Short task
Print the records again, character for character.

Recorded information

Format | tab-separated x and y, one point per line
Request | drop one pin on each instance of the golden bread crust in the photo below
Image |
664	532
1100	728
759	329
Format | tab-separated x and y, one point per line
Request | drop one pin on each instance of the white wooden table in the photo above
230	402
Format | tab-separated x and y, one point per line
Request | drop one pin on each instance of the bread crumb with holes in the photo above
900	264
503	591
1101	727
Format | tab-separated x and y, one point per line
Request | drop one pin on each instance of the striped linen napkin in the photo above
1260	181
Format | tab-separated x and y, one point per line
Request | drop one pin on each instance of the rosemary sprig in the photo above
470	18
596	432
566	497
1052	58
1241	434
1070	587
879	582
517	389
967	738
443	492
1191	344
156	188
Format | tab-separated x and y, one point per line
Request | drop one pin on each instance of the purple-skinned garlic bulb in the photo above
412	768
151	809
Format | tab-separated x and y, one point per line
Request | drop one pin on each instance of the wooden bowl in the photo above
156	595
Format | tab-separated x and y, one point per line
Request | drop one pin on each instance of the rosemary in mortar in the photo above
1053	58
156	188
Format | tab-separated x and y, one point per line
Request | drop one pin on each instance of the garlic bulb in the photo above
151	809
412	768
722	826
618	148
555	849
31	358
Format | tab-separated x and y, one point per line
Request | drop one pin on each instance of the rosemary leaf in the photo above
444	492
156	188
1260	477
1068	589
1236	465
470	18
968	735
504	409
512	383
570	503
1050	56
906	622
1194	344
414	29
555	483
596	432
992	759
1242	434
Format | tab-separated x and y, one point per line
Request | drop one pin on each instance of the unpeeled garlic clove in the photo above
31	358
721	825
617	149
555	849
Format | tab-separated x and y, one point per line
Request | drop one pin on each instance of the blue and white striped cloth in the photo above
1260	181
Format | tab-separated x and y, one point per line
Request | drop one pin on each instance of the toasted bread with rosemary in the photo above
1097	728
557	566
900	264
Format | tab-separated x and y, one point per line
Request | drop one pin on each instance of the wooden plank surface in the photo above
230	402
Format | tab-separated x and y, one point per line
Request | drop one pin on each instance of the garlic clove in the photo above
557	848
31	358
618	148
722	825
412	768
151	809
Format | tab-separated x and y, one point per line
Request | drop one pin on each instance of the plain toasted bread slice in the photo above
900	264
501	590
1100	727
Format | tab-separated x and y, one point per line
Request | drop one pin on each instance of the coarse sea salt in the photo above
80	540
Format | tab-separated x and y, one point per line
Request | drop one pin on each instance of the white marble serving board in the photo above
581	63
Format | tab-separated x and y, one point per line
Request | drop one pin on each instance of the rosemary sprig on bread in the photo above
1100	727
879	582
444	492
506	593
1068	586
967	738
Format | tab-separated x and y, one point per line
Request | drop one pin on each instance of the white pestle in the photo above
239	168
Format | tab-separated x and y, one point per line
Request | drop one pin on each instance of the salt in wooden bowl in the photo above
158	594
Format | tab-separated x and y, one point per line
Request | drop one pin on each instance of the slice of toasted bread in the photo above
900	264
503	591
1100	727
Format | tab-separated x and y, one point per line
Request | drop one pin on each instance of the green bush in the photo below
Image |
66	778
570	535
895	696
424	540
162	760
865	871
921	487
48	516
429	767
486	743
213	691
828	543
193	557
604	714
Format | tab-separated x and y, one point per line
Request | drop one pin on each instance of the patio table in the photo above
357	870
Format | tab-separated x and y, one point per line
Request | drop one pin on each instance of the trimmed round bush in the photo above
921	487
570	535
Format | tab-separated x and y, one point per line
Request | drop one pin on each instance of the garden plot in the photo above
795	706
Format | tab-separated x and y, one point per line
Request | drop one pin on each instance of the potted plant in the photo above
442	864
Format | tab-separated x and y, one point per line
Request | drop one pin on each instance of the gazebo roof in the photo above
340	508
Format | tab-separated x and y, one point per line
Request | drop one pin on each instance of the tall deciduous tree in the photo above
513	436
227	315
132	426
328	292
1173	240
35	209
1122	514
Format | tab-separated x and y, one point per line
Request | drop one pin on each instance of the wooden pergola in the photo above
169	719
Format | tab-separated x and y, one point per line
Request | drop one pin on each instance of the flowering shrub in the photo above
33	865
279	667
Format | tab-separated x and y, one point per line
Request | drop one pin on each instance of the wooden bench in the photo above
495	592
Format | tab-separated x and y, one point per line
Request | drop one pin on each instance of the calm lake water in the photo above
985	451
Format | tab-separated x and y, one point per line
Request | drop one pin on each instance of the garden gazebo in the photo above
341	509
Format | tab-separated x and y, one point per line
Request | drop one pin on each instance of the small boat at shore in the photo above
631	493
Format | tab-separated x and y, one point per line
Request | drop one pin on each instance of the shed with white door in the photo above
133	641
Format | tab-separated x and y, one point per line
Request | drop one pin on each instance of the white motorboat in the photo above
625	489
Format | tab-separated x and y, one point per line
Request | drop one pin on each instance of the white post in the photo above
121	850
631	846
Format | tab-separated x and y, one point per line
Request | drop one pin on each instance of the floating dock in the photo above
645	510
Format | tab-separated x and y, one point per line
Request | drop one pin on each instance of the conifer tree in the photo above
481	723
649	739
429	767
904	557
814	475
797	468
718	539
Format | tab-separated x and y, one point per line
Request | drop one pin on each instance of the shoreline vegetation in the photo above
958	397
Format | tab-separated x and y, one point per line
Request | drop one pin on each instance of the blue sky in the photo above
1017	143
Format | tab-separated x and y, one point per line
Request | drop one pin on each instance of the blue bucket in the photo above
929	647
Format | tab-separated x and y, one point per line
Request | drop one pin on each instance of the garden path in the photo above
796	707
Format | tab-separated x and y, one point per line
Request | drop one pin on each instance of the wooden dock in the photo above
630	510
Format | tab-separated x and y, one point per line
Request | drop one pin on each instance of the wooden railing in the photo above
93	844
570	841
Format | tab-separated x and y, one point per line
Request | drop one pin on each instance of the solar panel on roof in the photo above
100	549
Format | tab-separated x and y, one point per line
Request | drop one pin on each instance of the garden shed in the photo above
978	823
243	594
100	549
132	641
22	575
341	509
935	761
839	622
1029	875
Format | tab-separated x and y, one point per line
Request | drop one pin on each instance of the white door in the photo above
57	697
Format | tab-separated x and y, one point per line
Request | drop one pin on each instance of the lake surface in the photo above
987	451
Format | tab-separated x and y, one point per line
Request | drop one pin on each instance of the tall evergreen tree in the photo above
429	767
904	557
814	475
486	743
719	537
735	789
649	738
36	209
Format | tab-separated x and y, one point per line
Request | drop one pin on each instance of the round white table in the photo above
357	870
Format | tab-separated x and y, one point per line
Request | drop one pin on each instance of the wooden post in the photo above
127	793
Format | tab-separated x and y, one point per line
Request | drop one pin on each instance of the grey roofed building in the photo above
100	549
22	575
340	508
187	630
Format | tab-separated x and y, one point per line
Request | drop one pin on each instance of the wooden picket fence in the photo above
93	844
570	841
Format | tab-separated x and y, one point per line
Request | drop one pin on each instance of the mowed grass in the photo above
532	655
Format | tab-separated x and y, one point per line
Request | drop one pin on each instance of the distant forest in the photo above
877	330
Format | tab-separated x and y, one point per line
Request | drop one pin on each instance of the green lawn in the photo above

Complete answer
Format | tab-separated x and y, one point per line
Request | drop one pin on each instance of the golden bread crust in the photo below
Image |
664	532
1100	728
759	329
Format | tab-separated x and y, one point per line
Request | drop one pin on each instance of the white wooden table in the photo above
230	402
Format | tab-separated x and y, one point per line
Request | drop one pin on each instance of the bread crumb with holes in the photo above
900	264
503	591
1101	727
Format | tab-separated x and y, one point per line
Request | drop one pin on each instance of the striped linen napkin in the photo above
1260	181
Format | tab-separated x and y, one point per line
Request | drop one pin on each instance of the rosemary sprig in the photo above
470	18
596	432
566	497
1052	58
1241	434
1070	587
879	582
517	389
967	738
443	492
1191	344
156	188
Format | tab-separated x and y, one point per line
Request | drop one pin on each instance of the purple-skinned garlic bulb in the photo above
412	768
151	809
Format | tab-separated x and y, one point per line
Request | drop one pin on each instance of the wooden bowl in the photo above
156	595
Format | tab-separated x and y, one point per line
Request | drop one pin on each instance of the rosemary in mortar in the photo above
1053	58
156	188
Format | tab-separated x and y, one point per line
Request | drop one pin on each instance of the garlic bulb in the photo above
151	809
412	768
722	826
618	148
555	849
31	358
Format | tab-separated x and y, one point per line
Request | drop one pin on each instance of the rosemary leaf in the photo above
444	492
156	188
1260	477
1068	589
1236	465
470	18
968	735
504	409
512	383
570	503
1050	56
906	622
1194	344
414	29
555	483
596	432
992	759
1242	434
Format | tab-separated x and y, one point per line
Request | drop one pin on each instance of the unpeeled garlic clove in the photo above
31	358
721	825
617	149
555	849
Format | tab-separated x and y, one point per line
Request | drop one pin on each instance of the blue and white striped cloth in the photo above
1260	181
Format | tab-separated x and y, one point per line
Request | drop one pin on each instance of the toasted bread with rosemary in the photo above
1097	728
557	566
900	264
Format | tab-separated x and y, one point per line
Request | drop one pin on each instance of the wooden plank surface in the photo above
230	402
Format | tab-separated x and y, one point per line
Request | drop one pin on each instance of the garlic clove in the photo above
557	848
31	358
618	148
722	825
412	768
151	809
Format | tab-separated x and y, one point per line
Request | drop one pin on each instance of the plain toasted bread slice in the photo above
900	264
501	590
1100	727
Format | tab-separated x and y, one point per line
Request | drop one pin on each instance of the coarse sea salt in the photo above
80	540
Format | tab-separated x and y, one point per line
Request | drop one pin on each instance of the white marble serving board in the photo above
581	63
Format | tab-separated x and y, one point per line
Request | drop one pin on each instance of the rosemary sprig on bread in the photo above
1100	727
879	582
444	492
506	593
1068	586
967	738
Format | tab-separated x and y, one point per line
Request | drop one pin on each instance of the white pestle in the photo above
239	168
Format | tab-separated x and y, one point per line
Request | drop one pin on each instance of the salt in wooden bowl in the photo above
158	594
Format | tab-separated x and y, one point per line
Request | drop one pin on each instance of the slice of toasted bread in the photo above
900	264
503	591
1100	727
Format | tab-separated x and y, one point per line
Request | drop one pin on each instance of the green bush in the photo below
Image |
66	778
570	535
895	696
424	540
162	760
865	871
921	487
48	516
429	767
486	743
213	691
828	543
193	557
604	714
Format | tab-separated x and y, one point per line
Request | drop one pin on each instance of the patio table in the photo above
357	870
Format | tab-separated x and y, one point per line
Request | drop one pin on each instance of the trimmed round bush in the photo above
921	487
570	535
Format | tab-separated x and y, one point per line
Request | drop one pin on each instance of the garden plot in the photo above
795	706
Format | tab-separated x and y, one point per line
Request | drop one pin on each instance of the potted plant in the photo above
442	864
Format | tab-separated x and y, one point per line
Request | drop one pin on each instance of the gazebo roof in the photo above
340	508
Format | tab-separated x and y, one point per line
Request | drop one pin on each instance of the tall deciduous tree in the photo above
513	436
227	315
132	426
328	292
1173	240
35	209
1122	514
Format | tab-separated x and y, one point per line
Request | drop one pin on each instance of the wooden pergola in the photo above
169	719
Format | tab-separated x and y, one point per line
Request | drop one pin on each instance of the flowering shrub in the photo above
33	865
279	667
Format | tab-separated x and y, one point per line
Request | drop one pin on each instance of the wooden bench in the photo above
495	592
Format | tab-separated x and y, one point per line
Request | drop one pin on each instance of the calm lake water in the photo above
985	451
Format | tab-separated x and y, one point per line
Request | drop one pin on each instance of the garden gazebo in the photo above
341	509
Format | tab-separated x and y, one point per line
Request | drop one pin on each instance of the small boat at shore in the photo above
631	493
Format | tab-separated x and y, one point per line
Request | drop one pin on each instance of the shed with white door in the photo above
133	641
Format | tab-separated x and y, one point per line
Request | drop one pin on each instance of the white motorboat in the photo above
625	489
Format | tab-separated x and y, one point per line
Request | drop one pin on each instance of the white post in the photo above
121	850
631	846
Format | tab-separated x and y, one point per line
Request | drop one pin on each instance of the floating dock in the photo above
645	510
Format | tab-separated x and y, one point per line
Request | drop one pin on each instance of the conifer tree in the photo above
481	723
649	739
429	767
904	557
814	475
797	468
718	539
Format | tab-separated x and y, one point per line
Request | drop one pin on each instance of the shoreline vegetation in the photo above
958	397
Format | tab-separated x and y, one point per line
Request | drop one pin on each instance of the blue sky in the photo above
1017	143
Format | tab-separated x and y, one point per line
Request | drop one pin on each instance of the blue bucket in the photo above
929	647
Format | tab-separated x and y, one point per line
Request | drop one pin on each instance of the garden path in the photo above
796	707
Format | tab-separated x and y, one point per line
Request | drop one pin on each instance of the wooden dock in the photo above
630	510
Format | tab-separated x and y, one point per line
Request | drop one pin on each instance of the wooden railing in the photo above
93	844
570	841
Format | tab-separated x and y, one point per line
Request | drop one pin on each instance of the solar panel on roof in the photo above
100	549
Format | tab-separated x and y, one point per line
Request | drop one pin on each instance of the garden shed in the photo above
978	823
243	594
100	549
132	641
22	575
341	509
935	761
839	622
1029	875
Format | tab-separated x and y, one point per line
Request | drop one pin on each instance of the white door in the photo above
57	697
Format | tab-separated x and y, one point per line
Request | drop one pin on each instance of the lake surface in the photo above
987	451
Format | tab-separated x and y, one point per line
Request | drop one pin on each instance of the tall evergreen tree in the photo above
429	767
904	557
814	475
486	743
719	537
735	789
649	738
36	209
Format | tab-separated x and y, one point per line
Request | drop one pin on each instance of the round white table in the photo above
357	870
Format | tab-separated x and y, one point per line
Request | drop one pin on each instance of the wooden post in the photo above
127	793
Format | tab-separated x and y, one point per line
Request | drop one pin on each instance of the grey roofed building in the photo above
100	549
22	575
340	508
187	630
Format | tab-separated x and y, one point per line
Request | drop one pin on each instance of the wooden picket fence in the photo above
93	844
570	841
Format | tab-separated x and y, one point per line
Request | drop one pin on each instance of the mowed grass in the photo above
532	655
Format | tab-separated x and y, one point per line
Request | drop one pin on each instance of the distant forest in the photo above
877	330
Format | tab-separated x and y, one point per line
Request | drop one pin on each instance of the green lawn in the photo above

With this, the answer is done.